> GIVEN EXERCISE
Reproduce the lines below word for word.

> RECORDS SHOWN
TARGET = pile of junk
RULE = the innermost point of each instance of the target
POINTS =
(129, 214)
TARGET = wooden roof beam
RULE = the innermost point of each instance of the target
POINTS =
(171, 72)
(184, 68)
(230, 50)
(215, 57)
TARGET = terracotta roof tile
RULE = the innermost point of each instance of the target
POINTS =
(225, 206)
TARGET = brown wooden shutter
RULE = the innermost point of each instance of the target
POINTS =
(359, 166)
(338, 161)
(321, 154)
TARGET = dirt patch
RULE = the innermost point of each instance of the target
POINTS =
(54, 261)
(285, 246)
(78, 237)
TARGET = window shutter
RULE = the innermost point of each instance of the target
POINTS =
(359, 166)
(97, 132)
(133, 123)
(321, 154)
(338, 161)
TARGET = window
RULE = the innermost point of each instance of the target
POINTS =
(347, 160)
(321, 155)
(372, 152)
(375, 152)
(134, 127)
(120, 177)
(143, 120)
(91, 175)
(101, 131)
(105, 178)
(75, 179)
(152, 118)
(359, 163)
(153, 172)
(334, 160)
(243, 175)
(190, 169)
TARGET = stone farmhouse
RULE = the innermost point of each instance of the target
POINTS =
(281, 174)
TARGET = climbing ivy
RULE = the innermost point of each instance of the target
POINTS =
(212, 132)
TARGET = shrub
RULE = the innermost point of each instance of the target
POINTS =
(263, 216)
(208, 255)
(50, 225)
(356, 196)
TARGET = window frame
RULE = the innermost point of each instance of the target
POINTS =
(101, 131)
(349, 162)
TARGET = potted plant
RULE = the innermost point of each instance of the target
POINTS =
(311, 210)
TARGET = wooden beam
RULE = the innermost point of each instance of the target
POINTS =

> WRITTEN SOLUTION
TARGET = pile of junk
RULE = the innermost point of each instance of the target
POINTS =
(129, 214)
TARGET = wooden roof beam
RULE = the innermost point of each instance of the target
POINTS =
(171, 72)
(184, 68)
(230, 50)
(215, 57)
TARGET = terracotta roof tile
RULE = the innermost point of each instance of the target
POINTS =
(225, 206)
TARGET = brown wooden shutter
RULE = the innermost point of each instance of the target
POINTS =
(359, 166)
(338, 161)
(321, 154)
TARGET = dirt patch
RULE = the innermost point of each instance of the target
POINTS =
(54, 261)
(285, 246)
(78, 237)
TARGET = window shutter
RULE = the innermost point of each instance of the target
POINTS =
(359, 166)
(97, 132)
(133, 123)
(321, 154)
(338, 161)
TARGET = window
RULE = the innermost point of each instance of the target
POINTS =
(347, 160)
(321, 155)
(372, 152)
(375, 152)
(134, 127)
(120, 177)
(143, 120)
(91, 175)
(101, 131)
(105, 178)
(75, 179)
(152, 118)
(359, 163)
(153, 172)
(334, 160)
(243, 175)
(190, 169)
TARGET = stone farmhouse
RULE = the innermost point of each instance of the target
POINTS =
(281, 174)
TARGET = climbing ivy
RULE = the innermost point of each instance of the target
POINTS =
(212, 132)
TARGET = shrub
RULE = the innermost point of each instance of the target
POINTS =
(263, 216)
(208, 255)
(50, 225)
(356, 196)
TARGET = window frame
RULE = the innermost point of each instance of the target
POINTS =
(101, 131)
(349, 162)
TARGET = potted plant
RULE = the innermost point of each instance of the target
POINTS =
(311, 210)
TARGET = wooden beam
RULE = the innermost point of each instance of the target
POINTS =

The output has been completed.